C# 字符串转字节数组：UTF-8、编码方式与 Span 零分配技巧

字符串转字节数组是 .NET 开发中随处可见的基础操作：写入流、发送 HTTP 请求体、计算哈希、存储二进制数据——这些场景都需要先把字符串编码成字节。

方法有好几种，选哪种取决于三件事：字符串是不是编译期常量、数据量大不大、这段代码对堆分配是否敏感。

编码方式先搞清楚

在写代码之前，有一点必须明确：字符串不是字节，字节也不是字符串。

.NET string 内部用 UTF-16 存储，每个字符占 2 或 4 个字节。把它转成字节数组时，你必须选定一种编码标准：

UTF-8：变长编码，每字符 1–4 字节。ASCII 字符只占 1 字节。互联网的通用标准。
UTF-16：.NET 内部编码。与 Windows API 或遗留系统互操作时才用。
ASCII：每字符 1 字节，只覆盖 128 个字符。含非 ASCII 字符时会静默丢失数据。
ISO-8859-1 / Latin-1：1 字节，覆盖西欧字符。

绝大多数情况下，UTF-8 是正确选择——紧凑、通用、所有 Web 标准都用它。

方法一：Encoding.UTF8.GetBytes()（最简）

using System.Text;

var text = "Hello, World!";
byte[] bytes = Encoding.UTF8.GetBytes(text);

Console.WriteLine(bytes.Length);  // 13
Console.WriteLine(bytes[0]);      // 72 ('H' 的 ASCII/UTF-8 值)

Encoding.UTF8 是静态、线程安全的单例，不需要每次 new 一个。这个方法会分配一个新的 byte[]。

如果想精确预分配缓冲区，先调 GetByteCount 再编码：

var text = "Hello, 世界";
int byteCount = Encoding.UTF8.GetByteCount(text); // 13 + 6 = 19

byte[] buffer = new byte[byteCount];
int written = Encoding.UTF8.GetBytes(text, buffer);
Console.WriteLine($"Encoded {written} bytes");

方法二：Span<byte> 编码（零分配，.NET 5+）

如果手边已经有一块缓冲区（比如从 ArrayPool 租来的，或栈上分配的），可以直接写入，完全不产生新的堆分配：

using System.Buffers;
using System.Text;

public static class Utf8Encoder
{
    public static int EncodeToRentedBuffer(string text, out byte[] rentedBuffer)
    {
        int maxByteCount = Encoding.UTF8.GetMaxByteCount(text.Length);
        rentedBuffer = ArrayPool<byte>.Shared.Rent(maxByteCount);

        int written = Encoding.UTF8.GetBytes(text, rentedBuffer);
        return written;
    }
}

对于长度不超过约 256 个字符的字符串，用 stackalloc 把缓冲区分配在栈上，彻底绕开 GC：

Span<byte> stackBuffer = stackalloc byte[256];
var text = "Hello, World!";

int written = Encoding.UTF8.GetBytes(text.AsSpan(), stackBuffer);
var encoded = stackBuffer[..written];

Console.WriteLine($"Encoded {written} bytes");

Encoding.UTF8.GetBytes(ReadOnlySpan<char>, Span<byte>) 这个重载特别适合编码子字符串，不用先创建中间字符串对象。

● 数据摘录:

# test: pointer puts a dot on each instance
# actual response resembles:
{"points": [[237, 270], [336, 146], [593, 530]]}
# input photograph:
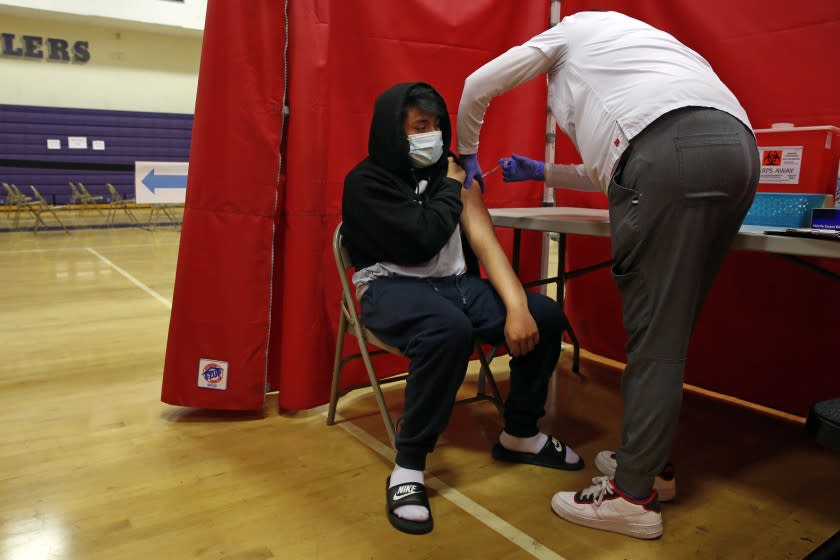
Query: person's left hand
{"points": [[521, 333], [519, 168]]}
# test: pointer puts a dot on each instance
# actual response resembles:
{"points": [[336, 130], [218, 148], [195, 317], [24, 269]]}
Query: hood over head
{"points": [[387, 143]]}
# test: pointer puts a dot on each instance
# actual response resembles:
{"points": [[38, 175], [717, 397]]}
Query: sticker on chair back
{"points": [[212, 374]]}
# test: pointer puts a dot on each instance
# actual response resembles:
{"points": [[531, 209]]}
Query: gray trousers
{"points": [[676, 202]]}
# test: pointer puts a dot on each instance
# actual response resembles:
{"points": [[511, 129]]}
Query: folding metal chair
{"points": [[350, 322], [39, 206], [81, 196], [119, 203], [15, 198]]}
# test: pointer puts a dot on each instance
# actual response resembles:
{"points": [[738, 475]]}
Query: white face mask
{"points": [[425, 149]]}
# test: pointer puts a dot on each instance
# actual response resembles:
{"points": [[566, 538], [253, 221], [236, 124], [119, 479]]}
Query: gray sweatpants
{"points": [[676, 202]]}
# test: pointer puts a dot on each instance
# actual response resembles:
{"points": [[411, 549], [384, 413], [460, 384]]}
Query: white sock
{"points": [[401, 476], [532, 444]]}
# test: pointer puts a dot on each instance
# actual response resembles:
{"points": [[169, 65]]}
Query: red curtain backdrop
{"points": [[341, 56], [766, 334], [220, 308]]}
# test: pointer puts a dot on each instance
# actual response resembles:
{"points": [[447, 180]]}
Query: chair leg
{"points": [[486, 375], [337, 364]]}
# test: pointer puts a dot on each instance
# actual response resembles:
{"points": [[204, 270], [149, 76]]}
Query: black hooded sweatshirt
{"points": [[384, 219]]}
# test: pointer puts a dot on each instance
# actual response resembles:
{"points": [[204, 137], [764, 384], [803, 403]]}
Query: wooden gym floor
{"points": [[94, 466]]}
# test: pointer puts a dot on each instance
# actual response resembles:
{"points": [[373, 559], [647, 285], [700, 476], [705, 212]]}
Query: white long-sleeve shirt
{"points": [[609, 76]]}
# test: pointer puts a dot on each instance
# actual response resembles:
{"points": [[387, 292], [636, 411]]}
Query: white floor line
{"points": [[482, 514], [62, 249], [132, 279]]}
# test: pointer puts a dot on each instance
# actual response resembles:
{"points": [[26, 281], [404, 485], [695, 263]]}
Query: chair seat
{"points": [[823, 423]]}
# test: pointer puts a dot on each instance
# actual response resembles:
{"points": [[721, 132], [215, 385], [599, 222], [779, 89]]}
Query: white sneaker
{"points": [[603, 506], [665, 482]]}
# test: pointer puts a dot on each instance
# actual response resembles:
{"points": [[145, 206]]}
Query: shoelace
{"points": [[600, 488]]}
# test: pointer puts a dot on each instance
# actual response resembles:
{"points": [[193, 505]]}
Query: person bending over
{"points": [[673, 150]]}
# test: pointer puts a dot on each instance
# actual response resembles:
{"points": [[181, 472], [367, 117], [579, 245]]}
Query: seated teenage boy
{"points": [[413, 235]]}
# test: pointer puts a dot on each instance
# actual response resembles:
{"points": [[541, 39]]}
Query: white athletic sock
{"points": [[532, 444], [401, 476]]}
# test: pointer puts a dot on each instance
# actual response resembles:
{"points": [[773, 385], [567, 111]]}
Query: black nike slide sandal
{"points": [[408, 494], [552, 455]]}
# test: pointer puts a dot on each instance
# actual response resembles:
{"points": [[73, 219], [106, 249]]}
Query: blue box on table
{"points": [[783, 209]]}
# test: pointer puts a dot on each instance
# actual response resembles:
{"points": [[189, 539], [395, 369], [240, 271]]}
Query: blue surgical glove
{"points": [[470, 164], [520, 168]]}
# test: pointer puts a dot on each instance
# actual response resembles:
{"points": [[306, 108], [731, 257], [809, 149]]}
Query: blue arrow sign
{"points": [[154, 181]]}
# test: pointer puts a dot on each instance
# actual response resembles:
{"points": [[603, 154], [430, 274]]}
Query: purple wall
{"points": [[129, 136]]}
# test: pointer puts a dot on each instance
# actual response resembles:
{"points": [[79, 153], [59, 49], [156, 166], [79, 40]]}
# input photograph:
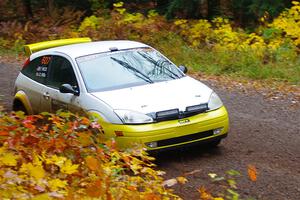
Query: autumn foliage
{"points": [[64, 156]]}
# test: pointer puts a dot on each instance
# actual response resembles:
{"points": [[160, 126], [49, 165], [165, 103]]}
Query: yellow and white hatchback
{"points": [[138, 94]]}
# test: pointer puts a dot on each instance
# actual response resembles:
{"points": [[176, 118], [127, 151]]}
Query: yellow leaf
{"points": [[181, 180], [170, 182], [57, 160], [212, 175], [44, 196], [68, 167], [92, 163], [33, 171], [9, 159], [56, 184]]}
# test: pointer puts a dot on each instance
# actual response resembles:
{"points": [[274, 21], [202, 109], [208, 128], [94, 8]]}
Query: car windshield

● 任务:
a – 请把原文里的这句话译成英文："绝大多数情况下，UTF-8 是正确选择——紧凑、通用、所有 Web 标准都用它。"
b – 从列表中摘出所有包含字符串"sock"的行，逐行原样抄下。

● 参考答案:
a – In the vast majority of cases, UTF-8 is the right choice: it is compact, universal, and used by every web standard.

b –
Query: white sock
Query: white athletic sock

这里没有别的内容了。